*** PAGE EXCERPT ***
Barry Davis has accomplished just about everything there is accomplish in the world of wrestling.
During his lengthy, illustrious career as both a wrestler and a coach, Davis has piled up a surefire Hall of Fame résumé.
In high school, Davis was a three-time state champion before moving on the wrestle at the University of Iowa under legendary coach Dan Gable. Davis was a four-time NCAA All-American and racked up three NCAA titles during his college career and still owns the Hawkeyes’ career wins record — no small feat at a program that has won 23 team NCAA championships over the years.
Davis’s wrestling success continued on to the international stage. He was a silver medalist at the 1984 Summer Olympics in Los Angeles and captured gold at the 1983 Pan American Games in Caracas, Venezuela. Davis also competed at the 1986 and 1987 World Wrestling Championships, winning a bronze and silver medal, respectively.
His passion for wrestling carried him to the coaching ranks, where he initially worked as a graduate assistant and then an assistant at his alma mater under Gable. Davis eventually made the move to Madison, becoming the interim head coach of Wisconsin Badgers wrestling for the 1993-94 season before serving as the program’s permanent head coach for another 24 years after that.
His quarter-century-long tenure in Madison saw hundreds of wrestlers pass through the program under his watch. Among them was current New Lisbon head wrestling coach Brian Slater, who himself was one of the most decorated athletes in Wisconsin high school wrestling history with the Rockets.
Slater won individual state championships during all four years of his high school career from 1993 to 1996. At the time, he was just the third high school wrestler in Wisconsin history to become a four-time state champion (15 more athletes have matched the feat in the years since).
“Just about everything he said he was going to qualify for and accomplish, he did,” said former New Lisbon head wrestling coach Bud Olson. “If you put a lot of time and a lot of effort into something and if you have a little talent too to help out, you can go quite a ways.”
When it came time to pick a college to continue his wrestling career at, Slater’s first interest was going to Iowa to wrestle under Gable. According to Olson, Gable was forthright with Slater, admitting that he planned on retiring in the near future and wouldn’t be around until the end of Slater’s college career. Gable retired from Iowa in 1997.
Instead, Gable recommended that Slater consider taking a look at Davis and Wisconsin.
Slater did meet with Davis and the coach paid a visit to New Lisbon during the recruiting process, during which the two formed an immediate bond.
“(Davis) came up and visited me here at school. He actually beat me in a game of HORSE during phy ed class,” Slater said. “I went down and toured and I decided to head down there. We just kind of had a connection right away.”
Slater admits that the leap to college was a difficult one for him. Not only was he a kid born and raised in a small town heading to a much bigger city in Madison, but he also made the huge leap from Division 3 high school wrestling to competing in Division I Big Ten wrestling.
***
**PROBLEMS:**
**A)** In the article about Barry Davis, what medal did Davis win at the 1984 Summer Olympics in Los Angeles?
**B)** Reproduce word for word the part of the Barry Davis article that begins at the words "In high school, Davis" and stops after "over the years.".
*** EXTRACTED ENTRIES ***
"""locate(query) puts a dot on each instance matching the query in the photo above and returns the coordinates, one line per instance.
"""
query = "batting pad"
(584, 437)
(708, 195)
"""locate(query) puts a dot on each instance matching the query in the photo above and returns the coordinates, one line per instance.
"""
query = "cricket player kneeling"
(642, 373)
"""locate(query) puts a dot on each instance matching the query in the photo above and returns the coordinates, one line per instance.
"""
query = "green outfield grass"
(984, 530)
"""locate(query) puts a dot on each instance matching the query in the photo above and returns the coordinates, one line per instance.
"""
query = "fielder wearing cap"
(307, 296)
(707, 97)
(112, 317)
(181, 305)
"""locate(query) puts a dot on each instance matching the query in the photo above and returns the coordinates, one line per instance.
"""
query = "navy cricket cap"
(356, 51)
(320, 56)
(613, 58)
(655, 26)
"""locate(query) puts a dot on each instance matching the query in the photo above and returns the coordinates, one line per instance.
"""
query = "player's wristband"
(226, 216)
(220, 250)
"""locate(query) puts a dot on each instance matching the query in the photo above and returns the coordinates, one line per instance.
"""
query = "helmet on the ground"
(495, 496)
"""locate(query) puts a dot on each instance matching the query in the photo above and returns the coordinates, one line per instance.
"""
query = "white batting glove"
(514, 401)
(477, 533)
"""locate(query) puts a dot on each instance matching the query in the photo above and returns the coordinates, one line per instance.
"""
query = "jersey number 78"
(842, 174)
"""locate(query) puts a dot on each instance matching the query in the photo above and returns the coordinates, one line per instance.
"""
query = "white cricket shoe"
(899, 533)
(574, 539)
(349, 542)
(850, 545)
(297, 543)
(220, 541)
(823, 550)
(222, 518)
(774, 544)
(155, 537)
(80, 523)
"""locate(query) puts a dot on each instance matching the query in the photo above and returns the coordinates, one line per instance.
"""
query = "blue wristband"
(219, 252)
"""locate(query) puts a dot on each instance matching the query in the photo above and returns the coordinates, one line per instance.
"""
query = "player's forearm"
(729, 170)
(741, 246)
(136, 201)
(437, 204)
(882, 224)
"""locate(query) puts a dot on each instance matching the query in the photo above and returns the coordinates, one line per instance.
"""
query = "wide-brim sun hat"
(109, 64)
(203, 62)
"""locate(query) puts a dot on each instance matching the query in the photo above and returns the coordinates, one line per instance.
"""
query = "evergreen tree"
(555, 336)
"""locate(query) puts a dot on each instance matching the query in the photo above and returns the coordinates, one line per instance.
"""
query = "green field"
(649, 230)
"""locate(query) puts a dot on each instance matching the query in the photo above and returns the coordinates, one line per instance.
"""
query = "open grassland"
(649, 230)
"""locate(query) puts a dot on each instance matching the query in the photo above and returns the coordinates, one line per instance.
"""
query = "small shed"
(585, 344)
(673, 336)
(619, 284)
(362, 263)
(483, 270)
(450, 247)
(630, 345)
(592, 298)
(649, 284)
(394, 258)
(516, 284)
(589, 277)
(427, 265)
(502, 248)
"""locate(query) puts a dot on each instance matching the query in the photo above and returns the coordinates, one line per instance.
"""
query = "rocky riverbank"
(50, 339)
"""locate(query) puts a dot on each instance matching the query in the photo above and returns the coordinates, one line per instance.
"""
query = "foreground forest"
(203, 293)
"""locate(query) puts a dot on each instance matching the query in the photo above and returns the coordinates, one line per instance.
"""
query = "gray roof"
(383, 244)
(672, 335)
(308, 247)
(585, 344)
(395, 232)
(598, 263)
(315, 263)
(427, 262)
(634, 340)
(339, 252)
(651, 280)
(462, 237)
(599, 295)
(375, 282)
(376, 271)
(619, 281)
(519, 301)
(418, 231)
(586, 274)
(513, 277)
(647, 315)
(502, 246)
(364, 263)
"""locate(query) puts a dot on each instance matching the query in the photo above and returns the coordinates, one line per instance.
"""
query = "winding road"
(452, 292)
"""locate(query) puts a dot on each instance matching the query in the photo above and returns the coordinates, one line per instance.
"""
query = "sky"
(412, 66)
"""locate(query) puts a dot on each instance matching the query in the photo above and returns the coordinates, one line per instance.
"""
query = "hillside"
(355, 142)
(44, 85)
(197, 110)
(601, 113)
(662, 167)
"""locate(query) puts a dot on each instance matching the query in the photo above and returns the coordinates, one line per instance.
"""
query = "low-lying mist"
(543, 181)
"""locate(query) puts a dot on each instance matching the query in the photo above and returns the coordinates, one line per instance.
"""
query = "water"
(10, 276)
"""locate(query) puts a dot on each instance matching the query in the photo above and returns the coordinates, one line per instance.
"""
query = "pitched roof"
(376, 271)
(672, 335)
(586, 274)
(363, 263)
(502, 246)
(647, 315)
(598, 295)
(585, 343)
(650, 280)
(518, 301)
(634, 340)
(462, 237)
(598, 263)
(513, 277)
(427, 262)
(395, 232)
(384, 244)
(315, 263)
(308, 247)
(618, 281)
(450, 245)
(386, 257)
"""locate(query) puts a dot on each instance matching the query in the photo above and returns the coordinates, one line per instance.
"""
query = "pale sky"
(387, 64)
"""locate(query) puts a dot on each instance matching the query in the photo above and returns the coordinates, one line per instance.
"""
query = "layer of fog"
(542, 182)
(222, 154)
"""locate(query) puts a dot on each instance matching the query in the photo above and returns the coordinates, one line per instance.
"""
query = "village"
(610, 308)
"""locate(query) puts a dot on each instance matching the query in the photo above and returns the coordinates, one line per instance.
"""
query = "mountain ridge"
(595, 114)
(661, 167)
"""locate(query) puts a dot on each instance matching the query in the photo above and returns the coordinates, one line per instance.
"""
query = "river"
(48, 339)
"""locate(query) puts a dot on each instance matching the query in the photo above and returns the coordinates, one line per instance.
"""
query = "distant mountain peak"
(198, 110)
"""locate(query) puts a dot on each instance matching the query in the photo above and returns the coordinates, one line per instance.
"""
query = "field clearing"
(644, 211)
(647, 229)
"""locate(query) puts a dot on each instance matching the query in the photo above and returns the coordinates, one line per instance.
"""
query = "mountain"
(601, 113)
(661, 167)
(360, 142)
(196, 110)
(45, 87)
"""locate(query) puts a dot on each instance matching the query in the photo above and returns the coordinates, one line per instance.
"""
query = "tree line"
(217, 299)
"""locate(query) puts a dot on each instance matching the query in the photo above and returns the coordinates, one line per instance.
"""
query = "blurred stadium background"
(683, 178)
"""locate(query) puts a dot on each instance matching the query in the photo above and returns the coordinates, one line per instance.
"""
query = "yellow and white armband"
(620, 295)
***
**SOLUTIONS IN ORDER:**
**A)** A silver medal.

**B)**
In high school, Davis was a three-time state champion before moving on the wrestle at the University of Iowa under legendary coach Dan Gable. Davis was a four-time NCAA All-American and racked up three NCAA titles during his college career and still owns the Hawkeyes’ career wins record — no small feat at a program that has won 23 team NCAA championships over the years.